*Teks Sumber*:
Kematian mengajarkan pada saya banyak hal. Sore kemarin simbah saya meninggal dunia, awalnya tidak percaya – kemudian banyak ikhlasnya. Beliau sakit kurang lebih 3 bulan. Hanya 3 bulan. Selama muda sampai tahun terakhir simbah ada (beliau jarang sakit), begitu yang pernah saya lihat dan yang ibu saya saksikan. Simbah saya selalu menjaga kebersihan, dan solatnya. Dalam keadaan sakit pun, tiap kali mendengar adzan, bahkan sebelum adzan terdengar, simbah sudah siap dalam keadaan suci.
Di akhir hidup, dalam keadaan sakit parah, tiap kali waktu shalat, simbah saya refleks duduk, dan tayammum dengan debu di bantal dan langsung menunaikan hormat waktu shalat. Awalnya saya tidak yakin bahwa ibadah yang beliau pegang sejak dulu akan lebih berat timbangan amalnya karena simbah saya sangat keras, tegas pada keluarga dan orang lain. Pendapat yang beliau yakini tidak bisa dikalahkan oleh orang lain. Tapi alhamdulillah dugaan saya salah, simbah meninggal dalam keadaan baik. sangat baik. Allah pasti sangat sayang simbah dan memberikan ibrah pada saya dari kematian simbah.
Saya melihatnya dengan mata kepala saya sendiri, bagaimana indahnya meninggal dengan ditunggu seluruh anak cucu dan diiringi lantunan doa, ayat-ayat quran. Tidak pernah lepas. Beliau meninggal dihantarkan anak cucu yang selalu diajarkan beliau untuk selalu lebih utama mengingat Allah. See mbah, alhamdulillah kemarin semua lengkap. Menemani simbah di akhir hayat, membacakan doa, menuntun simbah, mengantarkan simbah ke peristirahatan terakhir. Gotong royong. Bahu-membahu. Tidak ada yang meratapi berlarut-larut setelah simbah pergi, mbah uti ikhlas, dan semua hanya membicarakan betapa nikmatnya akhir hidup simbah kemarin. Semua yakin simbah sudah pergi di waktu terbaik. Insya Allah.
Saya akhirnya memahami kenapa anak dan cucu solih solihah adalah harta yang lebih berharga daripada apapun. Saya akhirnya memahami alasan simbah sangat tegas dan terus mendidik kami dengan agama, tidak memanjakan kami dengan harta. Ternyata kematian tidak pernah menunggu apapun, tidak harta, tidak keluarga. Alhamdulillah Allah dan malaikat memberikan waktu yang cukup untuk simbah meminta maaf kepada sebanyak-banyaknya orang dan menunaikan hutang terlebih dahulu.

*Daftar Data*:
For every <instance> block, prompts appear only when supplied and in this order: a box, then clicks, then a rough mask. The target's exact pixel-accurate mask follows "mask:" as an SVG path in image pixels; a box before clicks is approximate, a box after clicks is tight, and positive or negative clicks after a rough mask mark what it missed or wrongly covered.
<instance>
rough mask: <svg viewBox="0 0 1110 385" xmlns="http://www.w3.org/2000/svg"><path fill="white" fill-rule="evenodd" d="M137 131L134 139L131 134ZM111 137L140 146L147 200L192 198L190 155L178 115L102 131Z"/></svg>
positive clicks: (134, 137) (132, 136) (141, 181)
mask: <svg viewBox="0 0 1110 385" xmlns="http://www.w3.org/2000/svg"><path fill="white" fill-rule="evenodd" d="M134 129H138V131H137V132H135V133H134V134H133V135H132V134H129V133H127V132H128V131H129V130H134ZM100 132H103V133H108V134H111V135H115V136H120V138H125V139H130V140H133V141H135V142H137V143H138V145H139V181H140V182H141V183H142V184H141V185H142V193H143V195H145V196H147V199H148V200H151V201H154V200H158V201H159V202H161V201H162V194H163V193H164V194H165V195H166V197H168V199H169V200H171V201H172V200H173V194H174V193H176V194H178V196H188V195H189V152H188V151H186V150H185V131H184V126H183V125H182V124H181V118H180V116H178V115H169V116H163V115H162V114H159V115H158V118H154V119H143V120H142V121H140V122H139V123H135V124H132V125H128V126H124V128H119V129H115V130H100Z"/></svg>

*Tugas Latihan*:
[a] Dalam tulisan tentang kematian simbah, sebutkan semua hal yang dilakukan untuk simbah menurut kalimat yang dimulai dengan "Menemani simbah di akhir hayat".
[b] Kembalikan seluruh baris daftar data tanpa mengubah apa pun.
Tulisan dan daftar data adalah bahan yang terpisah satu sama lain.

*Jawaban per Tugas*:
[a] Menemani simbah di akhir hayat, membacakan doa, menuntun simbah, dan mengantarkan simbah ke peristirahatan terakhir.

[b]
For every <instance> block, prompts appear only when supplied and in this order: a box, then clicks, then a rough mask. The target's exact pixel-accurate mask follows "mask:" as an SVG path in image pixels; a box before clicks is approximate, a box after clicks is tight, and positive or negative clicks after a rough mask mark what it missed or wrongly covered.
<instance>
rough mask: <svg viewBox="0 0 1110 385" xmlns="http://www.w3.org/2000/svg"><path fill="white" fill-rule="evenodd" d="M137 131L134 139L131 134ZM111 137L140 146L147 200L192 198L190 155L178 115L102 131Z"/></svg>
positive clicks: (134, 137) (132, 136) (141, 181)
mask: <svg viewBox="0 0 1110 385" xmlns="http://www.w3.org/2000/svg"><path fill="white" fill-rule="evenodd" d="M134 129H138V131H137V132H135V133H134V134H133V135H132V134H129V133H127V132H128V131H129V130H134ZM100 132H103V133H108V134H111V135H115V136H120V138H125V139H130V140H133V141H135V142H137V143H138V145H139V181H140V182H141V183H142V184H141V185H142V193H143V195H145V196H147V199H148V200H151V201H154V200H158V201H159V202H161V201H162V194H163V193H164V194H165V195H166V197H168V199H169V200H171V201H172V200H173V194H174V193H176V194H178V196H188V195H189V152H188V151H186V150H185V131H184V126H183V125H182V124H181V118H180V116H178V115H169V116H163V115H162V114H159V115H158V118H154V119H143V120H142V121H140V122H139V123H135V124H132V125H128V126H124V128H119V129H115V130H100Z"/></svg>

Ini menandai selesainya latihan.